Directions for this task =
The entries below are to be transcribed in full, without their images.
<<<<
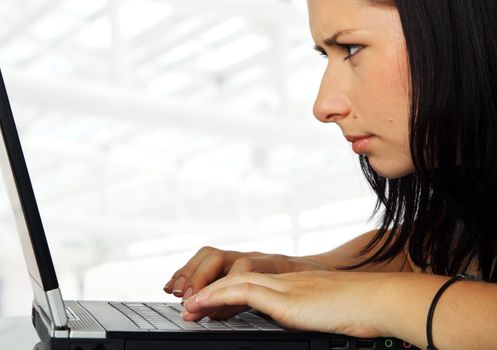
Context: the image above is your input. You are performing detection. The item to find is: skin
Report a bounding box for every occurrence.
[308,0,414,178]
[173,0,497,350]
[179,0,414,337]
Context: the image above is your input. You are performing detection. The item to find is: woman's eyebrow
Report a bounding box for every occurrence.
[314,29,356,52]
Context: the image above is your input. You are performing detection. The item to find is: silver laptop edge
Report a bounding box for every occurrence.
[0,72,67,329]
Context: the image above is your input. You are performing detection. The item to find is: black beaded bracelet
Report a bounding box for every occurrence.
[426,273,481,350]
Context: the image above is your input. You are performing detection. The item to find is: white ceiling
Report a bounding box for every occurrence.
[0,0,369,262]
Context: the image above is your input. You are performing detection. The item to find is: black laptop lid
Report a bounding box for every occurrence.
[0,70,58,291]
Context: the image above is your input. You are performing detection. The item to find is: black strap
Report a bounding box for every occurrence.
[426,273,481,350]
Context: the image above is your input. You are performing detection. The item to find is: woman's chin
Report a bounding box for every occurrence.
[369,158,414,180]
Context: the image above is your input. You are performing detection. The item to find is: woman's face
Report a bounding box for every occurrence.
[308,0,414,178]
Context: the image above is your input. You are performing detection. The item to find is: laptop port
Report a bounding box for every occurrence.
[357,340,376,350]
[328,340,349,350]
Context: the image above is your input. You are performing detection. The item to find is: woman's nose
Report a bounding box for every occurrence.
[313,72,352,123]
[313,92,351,123]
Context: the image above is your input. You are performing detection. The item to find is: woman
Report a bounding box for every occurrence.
[165,0,497,349]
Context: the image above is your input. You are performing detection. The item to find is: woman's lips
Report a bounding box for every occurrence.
[345,135,375,154]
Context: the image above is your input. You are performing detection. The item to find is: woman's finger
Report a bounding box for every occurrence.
[164,247,222,296]
[185,282,285,320]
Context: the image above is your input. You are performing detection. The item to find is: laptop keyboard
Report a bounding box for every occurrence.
[110,303,283,331]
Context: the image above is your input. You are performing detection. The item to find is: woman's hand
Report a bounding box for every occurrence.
[164,247,325,318]
[183,271,390,338]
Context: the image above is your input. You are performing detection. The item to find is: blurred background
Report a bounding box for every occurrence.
[0,0,375,315]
>>>>
Written solution =
Context: the image above is your input. You are performing detection. The item to find is: skin
Report a bounding box for every occurrence.
[308,0,414,178]
[173,0,497,350]
[179,0,414,337]
Context: the image above is your input. You are performing detection. The item to find is: woman's eyebrow
Report a bounding box for every occurrence.
[314,29,356,52]
Context: the image above is your input. You are performing detection. The item to find is: silver laptop edge
Report a bounding box for every occurrence.
[0,72,67,329]
Context: the image above is your input. You are performing detection. The item to find is: black beaded bracelet
Report a bounding box for every occurrence.
[426,273,481,350]
Context: the image above is your input. You are performing detection. The item to find is: white ceiling
Report a bounding box for every occurrence.
[0,0,369,262]
Context: the image above is your input. You are performing detection. The item to find is: black laptop lid
Report a bounding box for every occurrence.
[0,70,58,291]
Context: the image above is your input. You are performing detection. The item to find is: black strap
Report a bounding box for every occurrence.
[426,273,481,350]
Context: the image above is your input. You are performing detection. The item to find is: woman's chin
Report a bounding box for every occurrence.
[369,158,414,180]
Context: the image above is your input. You are performing detection. The item to find is: woman's face
Report a bounding box for every occurrence.
[308,0,414,178]
Context: the image above is your input. You are performing detection. The item to find is: laptop port
Report a bounding box for every occurrence.
[357,340,376,350]
[328,340,349,350]
Context: the image above is your input. You are performing detection. The item to find is: woman's nose
Report a bounding box for every occurrence.
[313,72,352,123]
[313,92,351,123]
Context: the image above is your input. You are performing detection. The item to find is: woman
Report a bounding box for every occurrence.
[165,0,497,349]
Context: the image above is your input. You are performing detection. The item to find is: woman's lips
Report a bounding box for every occurrence.
[345,135,375,154]
Context: the image above is your input. You are performing detection. The item to find is: woman's finger
Report a bounding box for every occurrence.
[164,247,222,296]
[185,282,285,320]
Context: the image above is your input. You are performing detection. The item to find is: laptop keyboard
Report a bounding box for every occurrence.
[110,303,283,331]
Context: the image above is your input. You are performing detection. The item to find is: woman's hand
Report a bounding box for every occurrence.
[164,247,325,318]
[183,271,390,338]
Context: the image above is your input. You are performing detection. The item to find is: blurred background
Report a bounding box for every occurrence.
[0,0,375,315]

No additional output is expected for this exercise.